WORK TO DO:
1. In the excerpt on numerical differentiation, what order of error does the symmetric difference formula have?
2. Carry on the excerpt on numerical differentiation from the point where it stops.

DOCUMENT EXCERPT:
╔══

Although the formula (12.1.1) looks natural, it is not the best way to find the approximate value of \(f'(x)\text{.}\) The following symmetric difference formula works better:

\begin{equation} f'(x) \approx \frac{f(x+h)-f(x-h)}{2h}\label{eq-diff-f1-symm}\tag{12.3.1} \end{equation}

The following computation explains why.

Find the order of error of the formula (12.3.1).

Solution
  • With \(f(x) = x^0\) we get \(f'(x) = 0\) and \(\frac{f(x+h)-f(x-h)}{2h}=0\text{,}\) so the error term is zero for this function.
  • With \(f(x) = x^1\) we get \(f'(x) = 1\) and \(\frac{f(x+h)-f(x-h)}{2h}=\frac{2h}{2h}=1\text{,}\) so the error term is zero for this function.
  • With \(f(x) = x^2\) we get \(f'(x) = 2x\) and \(\frac{f(x+h)-f(x-h)}{2h}=\frac{4xh}{2h}=2x\text{,}\) so the error term is zero for this function.
  • With \(f(x) = x^3\) we get \(f'(x) = 3x^2\) and \(\frac{f(x+h)-f(x-h)}{2h}=\frac{6x^2h +2h^3}{2h}=3x^2 + h^2\text{,}\) so the error term for this function is \(h^2\text{.}\)

In conclusion, the formula has order of error equal to 2.

Here is a quick computation in Matlab console which compares the performance of both formulas on the function \(f(x) = e^x\) at \(x = 0\) with \(h = 0.1\text{.}\) The error of symmetric difference formula is about 30 times smaller in this example, despite the same value of \(h\) and the same amount of computations involved.

>> x = 0; h = 0.1;
>> (exp(x+h)-exp(x))/h
ans = 1.0517
>> (exp(x+h)-exp(x-h))/(2*h)

╚══

DATA RECORDS:
╔══

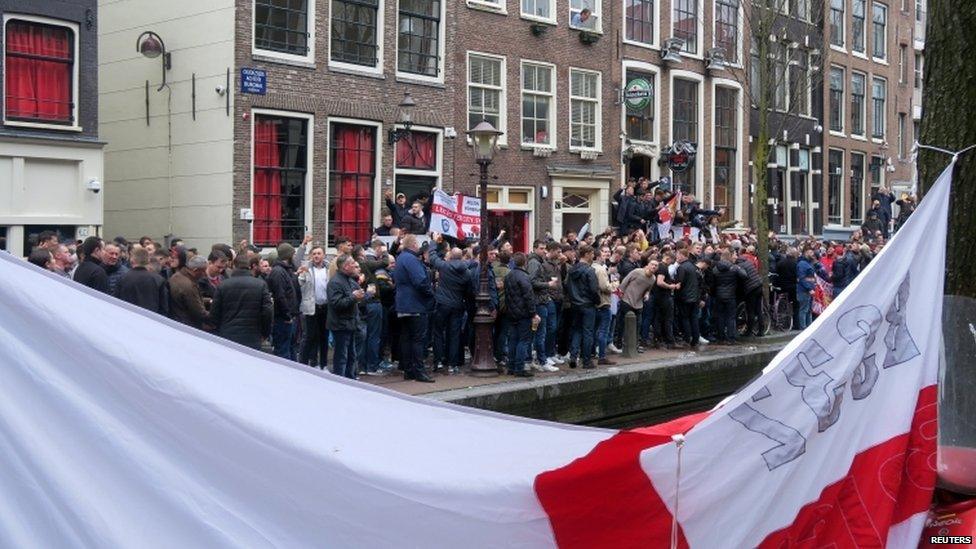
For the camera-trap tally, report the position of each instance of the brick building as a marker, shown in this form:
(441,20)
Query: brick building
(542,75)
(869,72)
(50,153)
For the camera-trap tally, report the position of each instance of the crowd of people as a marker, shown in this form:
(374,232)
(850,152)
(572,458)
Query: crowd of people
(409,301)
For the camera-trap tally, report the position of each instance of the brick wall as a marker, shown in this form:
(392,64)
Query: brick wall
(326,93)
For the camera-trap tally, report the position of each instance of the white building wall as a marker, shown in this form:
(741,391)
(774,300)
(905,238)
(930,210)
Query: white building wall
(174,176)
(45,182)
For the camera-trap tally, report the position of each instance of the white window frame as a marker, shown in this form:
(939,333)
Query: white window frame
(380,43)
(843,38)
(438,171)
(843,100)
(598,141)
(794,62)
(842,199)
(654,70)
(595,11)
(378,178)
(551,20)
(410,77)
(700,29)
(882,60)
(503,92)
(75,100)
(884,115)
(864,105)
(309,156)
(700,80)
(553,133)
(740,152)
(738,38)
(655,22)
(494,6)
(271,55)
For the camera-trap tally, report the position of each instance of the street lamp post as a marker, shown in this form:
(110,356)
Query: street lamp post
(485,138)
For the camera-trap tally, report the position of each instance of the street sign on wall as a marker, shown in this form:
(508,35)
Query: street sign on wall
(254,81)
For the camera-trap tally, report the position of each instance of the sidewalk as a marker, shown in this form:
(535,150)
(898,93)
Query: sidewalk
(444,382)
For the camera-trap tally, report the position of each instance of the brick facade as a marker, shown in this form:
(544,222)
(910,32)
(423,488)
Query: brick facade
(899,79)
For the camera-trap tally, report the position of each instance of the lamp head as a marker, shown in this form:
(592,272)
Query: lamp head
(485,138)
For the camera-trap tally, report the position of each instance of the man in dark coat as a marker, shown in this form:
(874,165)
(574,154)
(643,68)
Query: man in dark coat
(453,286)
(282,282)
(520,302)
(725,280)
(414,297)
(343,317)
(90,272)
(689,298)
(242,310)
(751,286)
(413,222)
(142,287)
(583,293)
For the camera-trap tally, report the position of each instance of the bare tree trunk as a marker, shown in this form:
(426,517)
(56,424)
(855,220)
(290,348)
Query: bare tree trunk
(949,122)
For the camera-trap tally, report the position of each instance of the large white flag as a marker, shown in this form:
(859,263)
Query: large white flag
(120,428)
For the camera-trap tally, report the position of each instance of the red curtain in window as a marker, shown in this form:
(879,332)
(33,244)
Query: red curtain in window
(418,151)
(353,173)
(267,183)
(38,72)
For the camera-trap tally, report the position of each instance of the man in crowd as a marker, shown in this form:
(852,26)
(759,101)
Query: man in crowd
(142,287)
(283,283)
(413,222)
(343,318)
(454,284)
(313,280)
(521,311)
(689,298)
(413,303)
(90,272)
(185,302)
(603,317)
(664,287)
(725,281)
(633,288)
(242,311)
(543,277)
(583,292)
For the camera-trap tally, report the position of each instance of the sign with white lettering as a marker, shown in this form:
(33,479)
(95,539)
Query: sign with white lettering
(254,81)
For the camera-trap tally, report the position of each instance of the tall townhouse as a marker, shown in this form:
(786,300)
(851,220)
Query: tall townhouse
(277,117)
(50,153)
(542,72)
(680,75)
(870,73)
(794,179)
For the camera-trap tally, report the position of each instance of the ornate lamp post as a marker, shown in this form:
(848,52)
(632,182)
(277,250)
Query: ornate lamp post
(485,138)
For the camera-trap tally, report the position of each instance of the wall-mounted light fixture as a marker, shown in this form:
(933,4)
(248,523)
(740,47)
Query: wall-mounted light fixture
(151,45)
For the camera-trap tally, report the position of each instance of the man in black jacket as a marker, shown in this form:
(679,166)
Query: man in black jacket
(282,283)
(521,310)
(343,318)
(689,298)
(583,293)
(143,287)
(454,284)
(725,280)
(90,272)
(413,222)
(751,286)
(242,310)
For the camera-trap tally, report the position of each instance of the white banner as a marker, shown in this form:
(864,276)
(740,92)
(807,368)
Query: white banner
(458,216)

╚══
╔══

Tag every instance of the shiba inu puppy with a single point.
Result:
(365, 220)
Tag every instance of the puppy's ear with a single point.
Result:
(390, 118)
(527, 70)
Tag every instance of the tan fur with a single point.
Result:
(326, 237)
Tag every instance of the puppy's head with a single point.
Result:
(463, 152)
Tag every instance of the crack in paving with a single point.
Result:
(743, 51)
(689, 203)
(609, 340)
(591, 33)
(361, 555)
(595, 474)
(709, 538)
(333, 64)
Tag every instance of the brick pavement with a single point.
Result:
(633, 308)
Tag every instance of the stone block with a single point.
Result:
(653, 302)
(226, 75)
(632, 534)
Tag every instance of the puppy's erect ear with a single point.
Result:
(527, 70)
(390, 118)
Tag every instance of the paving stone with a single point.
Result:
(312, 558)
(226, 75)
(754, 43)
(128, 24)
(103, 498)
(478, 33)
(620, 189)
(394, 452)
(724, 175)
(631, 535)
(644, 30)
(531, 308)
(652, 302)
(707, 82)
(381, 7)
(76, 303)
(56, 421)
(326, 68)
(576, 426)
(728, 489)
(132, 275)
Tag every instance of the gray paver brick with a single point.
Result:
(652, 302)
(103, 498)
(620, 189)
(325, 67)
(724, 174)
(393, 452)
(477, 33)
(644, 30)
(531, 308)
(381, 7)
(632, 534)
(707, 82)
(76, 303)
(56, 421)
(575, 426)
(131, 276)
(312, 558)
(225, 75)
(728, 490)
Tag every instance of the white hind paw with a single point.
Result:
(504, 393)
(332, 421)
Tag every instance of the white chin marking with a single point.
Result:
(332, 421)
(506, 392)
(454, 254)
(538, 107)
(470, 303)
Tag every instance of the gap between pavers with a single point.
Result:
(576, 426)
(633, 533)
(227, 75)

╚══
╔══

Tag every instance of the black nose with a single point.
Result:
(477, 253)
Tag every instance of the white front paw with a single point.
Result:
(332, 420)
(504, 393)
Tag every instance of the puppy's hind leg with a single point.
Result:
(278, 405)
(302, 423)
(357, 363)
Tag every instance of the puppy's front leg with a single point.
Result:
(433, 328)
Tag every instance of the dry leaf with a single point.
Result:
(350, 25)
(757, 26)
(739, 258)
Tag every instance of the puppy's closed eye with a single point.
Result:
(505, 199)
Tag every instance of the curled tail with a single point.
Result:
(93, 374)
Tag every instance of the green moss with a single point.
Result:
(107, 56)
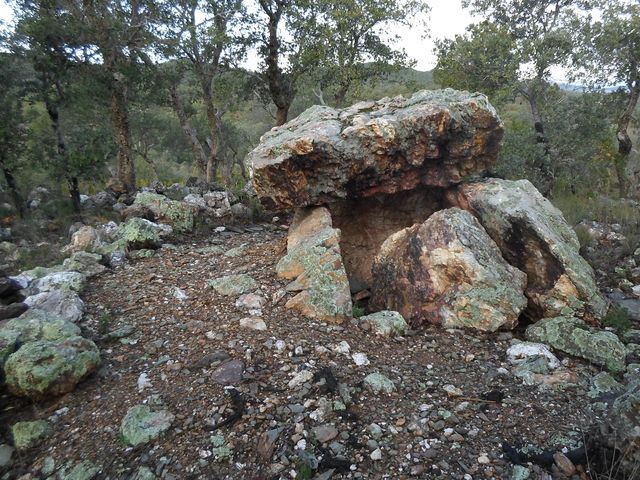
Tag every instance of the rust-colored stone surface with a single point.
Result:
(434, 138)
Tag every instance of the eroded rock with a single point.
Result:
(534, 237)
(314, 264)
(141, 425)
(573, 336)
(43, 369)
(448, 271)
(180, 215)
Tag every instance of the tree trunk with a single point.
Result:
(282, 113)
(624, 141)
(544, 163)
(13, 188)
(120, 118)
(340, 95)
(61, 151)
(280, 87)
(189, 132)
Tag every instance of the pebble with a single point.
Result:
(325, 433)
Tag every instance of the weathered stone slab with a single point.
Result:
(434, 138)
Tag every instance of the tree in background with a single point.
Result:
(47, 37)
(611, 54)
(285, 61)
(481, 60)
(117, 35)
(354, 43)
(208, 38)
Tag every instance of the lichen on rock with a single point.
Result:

╚══

ANSWERS FOR THE TASKS:
1. The symmetric difference formula has an order of error equal to 2.

2.
ans = 1.0017

The second order derivative also has a convenient symmetric formula:

\begin{equation} f''(x)\approx \frac{f(x+h)-2f(x)+f(x-h)}{h^2}\label{eq-diff-f2}\tag{12.3.2} \end{equation}

One can derive many other formulas for derivative of any order \(k\text{,}\) starting with Taylor series for \(f\text{:}\)

\begin{equation} f(x + \delta) = f(x) + f'(x)\delta + \frac{f''(x)}{2} \delta^2 + \frac{f'''(x)}{6} \delta^3 + \cdots\label{eq-taylor-expansion}\tag{12.3.3} \end{equation}

One can use (12.3.3) with values like \(\delta=h\text{,}\) \(\delta=-h\text{,}\) \(\delta=0\text{,}\) or maybe \(\delta=2h\text{,}\) and so on; and then take a linear combination of these expressions so that the derivatives of orders less than \(k\) cancel out, while the derivative of order \(k\) remains. The order of error of this formula will depends on what derivative of order greater than \(k\) remain in the linear combination. To have order of error \(n\text{,}\) one needs to make sure that the derivatives of orders between \(k\) and \(k+n\) also cancel out.